> _LIST OF TASKS_:
a) Please answer these questions about the text on Canada's Species at Risk Act:
(i) In what year did Canada adopt the act?
(ii) In which territory is the "northern effect" said to be particularly true?
(iii) Which agency undertakes a cost-benefit analysis before making listing decisions for aquatic species?
b) Pick up the text on Canada's Species at Risk Act after its final sentence and continue it.

> _DOCUMENT_:
Canada adopted the Species at Risk Act (SARA) in 2003. Like the U.S. Endangered Species Act, it sets forth a process for a science-based categorization and listing of species at risk. But SARA is weakened by a political stage of the process, wherein recommendations for listing can be, and often are, ignored by Canada’s cabinet and designated stakeholders, such as commercial interests and local governments.
The paper by C.S. Findlay, et al. highlights problems with this political part of the process. It shows that certain species in Canada – potentially those most in need like the polar bear – face an uphill battle for protection. First, the study shows that species with a predominantly northern distribution are much less likely to be listed and that this “northern effect” is particularly true for species living in Nunavut (Canada’s newest, largest, and northernmost federal territory). The paper suggests that this may have to do with local governments in Nunavut opposed to federal meddling in their affairs.
Second, the study shows that species harvested for commercial trade are less likely to be listed. That is, if the species is a money maker in Canada (like polar bears for tourism), it is less likely to be protected. Finally, the study shows that those species managed by Canada’s Fisheries and Oceans agency, including marine mammals, and/or any species that are predominantly native to Canada are less likely to be listed. Apparently, Canada’s Fisheries and Oceans agency undertakes a cost-benefit analysis before making listing decisions for aquatic species. This means that economic interests impact listing decisions, not just conservation needs.

> _EXCERPTED RECORDS_:
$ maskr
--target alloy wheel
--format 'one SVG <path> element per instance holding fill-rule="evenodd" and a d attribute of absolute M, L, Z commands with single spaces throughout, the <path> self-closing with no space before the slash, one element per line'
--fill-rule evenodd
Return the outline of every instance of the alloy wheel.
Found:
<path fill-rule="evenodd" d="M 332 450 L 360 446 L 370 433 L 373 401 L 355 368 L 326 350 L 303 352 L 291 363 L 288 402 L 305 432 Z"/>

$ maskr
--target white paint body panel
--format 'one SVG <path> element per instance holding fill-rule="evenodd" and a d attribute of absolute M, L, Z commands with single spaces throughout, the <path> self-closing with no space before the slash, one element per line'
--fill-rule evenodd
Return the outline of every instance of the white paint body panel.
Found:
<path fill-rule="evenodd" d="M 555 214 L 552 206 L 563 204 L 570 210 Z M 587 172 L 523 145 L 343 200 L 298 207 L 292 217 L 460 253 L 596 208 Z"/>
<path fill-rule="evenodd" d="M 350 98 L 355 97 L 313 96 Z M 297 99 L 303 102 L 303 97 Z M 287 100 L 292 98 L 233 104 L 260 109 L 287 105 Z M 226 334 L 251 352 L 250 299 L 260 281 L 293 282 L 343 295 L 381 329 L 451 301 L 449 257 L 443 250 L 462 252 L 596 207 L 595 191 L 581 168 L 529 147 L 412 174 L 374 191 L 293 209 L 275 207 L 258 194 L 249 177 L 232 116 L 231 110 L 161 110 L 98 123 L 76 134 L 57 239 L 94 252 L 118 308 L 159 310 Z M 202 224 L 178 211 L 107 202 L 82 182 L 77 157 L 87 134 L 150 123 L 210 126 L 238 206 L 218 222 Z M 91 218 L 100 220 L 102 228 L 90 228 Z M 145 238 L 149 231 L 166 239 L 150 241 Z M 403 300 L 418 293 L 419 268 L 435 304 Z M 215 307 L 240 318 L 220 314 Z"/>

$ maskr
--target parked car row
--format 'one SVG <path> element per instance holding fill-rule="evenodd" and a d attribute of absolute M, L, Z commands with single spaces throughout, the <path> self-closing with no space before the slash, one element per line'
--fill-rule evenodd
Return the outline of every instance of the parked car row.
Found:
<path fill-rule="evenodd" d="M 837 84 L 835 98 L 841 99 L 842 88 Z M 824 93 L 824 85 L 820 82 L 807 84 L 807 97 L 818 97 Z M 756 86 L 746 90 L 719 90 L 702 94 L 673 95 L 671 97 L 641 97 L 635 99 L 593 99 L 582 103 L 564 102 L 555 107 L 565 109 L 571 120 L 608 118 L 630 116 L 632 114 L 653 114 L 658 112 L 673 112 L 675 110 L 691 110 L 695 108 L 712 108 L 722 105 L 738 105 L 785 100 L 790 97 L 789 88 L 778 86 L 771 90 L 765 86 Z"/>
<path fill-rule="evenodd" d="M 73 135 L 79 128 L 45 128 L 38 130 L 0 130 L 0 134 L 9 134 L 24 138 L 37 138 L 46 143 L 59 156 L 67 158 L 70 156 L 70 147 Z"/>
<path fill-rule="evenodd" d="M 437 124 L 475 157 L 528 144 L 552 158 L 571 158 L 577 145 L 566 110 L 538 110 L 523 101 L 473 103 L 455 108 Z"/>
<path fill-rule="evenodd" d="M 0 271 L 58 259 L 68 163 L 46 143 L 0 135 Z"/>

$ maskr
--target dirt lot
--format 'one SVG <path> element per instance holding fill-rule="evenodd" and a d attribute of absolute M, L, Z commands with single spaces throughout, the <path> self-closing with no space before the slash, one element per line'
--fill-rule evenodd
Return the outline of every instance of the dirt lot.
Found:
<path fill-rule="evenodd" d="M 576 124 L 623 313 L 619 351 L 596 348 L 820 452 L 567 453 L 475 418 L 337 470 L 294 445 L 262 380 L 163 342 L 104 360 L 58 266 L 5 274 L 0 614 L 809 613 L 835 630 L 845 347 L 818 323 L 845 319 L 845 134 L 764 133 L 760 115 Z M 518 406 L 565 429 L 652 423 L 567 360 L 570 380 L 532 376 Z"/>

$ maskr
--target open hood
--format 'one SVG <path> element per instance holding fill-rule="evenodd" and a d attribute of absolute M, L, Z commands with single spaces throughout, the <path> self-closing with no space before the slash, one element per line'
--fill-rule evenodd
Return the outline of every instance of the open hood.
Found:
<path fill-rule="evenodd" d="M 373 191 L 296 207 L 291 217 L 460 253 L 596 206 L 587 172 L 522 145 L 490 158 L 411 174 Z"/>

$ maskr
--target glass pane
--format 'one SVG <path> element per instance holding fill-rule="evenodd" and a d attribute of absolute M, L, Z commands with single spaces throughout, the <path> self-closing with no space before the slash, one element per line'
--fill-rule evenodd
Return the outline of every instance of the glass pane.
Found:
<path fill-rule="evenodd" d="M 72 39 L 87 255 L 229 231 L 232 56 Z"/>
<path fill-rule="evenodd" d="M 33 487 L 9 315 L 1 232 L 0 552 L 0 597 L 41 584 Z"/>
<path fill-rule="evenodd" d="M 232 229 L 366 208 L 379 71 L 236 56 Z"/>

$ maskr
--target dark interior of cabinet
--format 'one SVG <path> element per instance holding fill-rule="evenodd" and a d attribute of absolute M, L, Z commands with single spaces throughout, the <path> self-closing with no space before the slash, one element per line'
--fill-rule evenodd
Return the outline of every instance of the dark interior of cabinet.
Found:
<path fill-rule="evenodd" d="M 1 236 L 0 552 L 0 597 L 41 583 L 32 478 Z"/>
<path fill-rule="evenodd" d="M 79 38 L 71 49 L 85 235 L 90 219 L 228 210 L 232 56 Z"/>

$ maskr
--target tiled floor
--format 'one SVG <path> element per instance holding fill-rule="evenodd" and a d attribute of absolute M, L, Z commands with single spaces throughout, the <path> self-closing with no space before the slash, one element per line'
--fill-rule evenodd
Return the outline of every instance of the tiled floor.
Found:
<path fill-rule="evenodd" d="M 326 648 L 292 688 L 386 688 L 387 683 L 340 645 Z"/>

> _ANSWER SET_:
a)
(i) 2003
(ii) Nunavut
(iii) Canada's Fisheries and Oceans agency

b)
What do these findings boil down to? – Bad news for Canada’s marine mammals and other species most at risk from climate change. Here’s why: projected changes in Canada’s annual mean temperatures will be most extreme in Nunavut. This map from Natural Resources Canada shows that in the next 50 years Nunavut will experience the greatest increases in temperatures, with annual mean temperatures rising by 4 to 6 degrees Celsius. These temperature increases will translate into changing habitat for numerous species, such as polar bears – whose habitat is literally melting away. But these species will not find comfort in Canada’s Species at Risk Act because listings for species in Nunavut are much less likely to be successful than other regions of Canada, apparently because the Nunavut Wildlife Management Board is particularly hostile to federal authorities in Ottawa meddling in the management of Nunavut species.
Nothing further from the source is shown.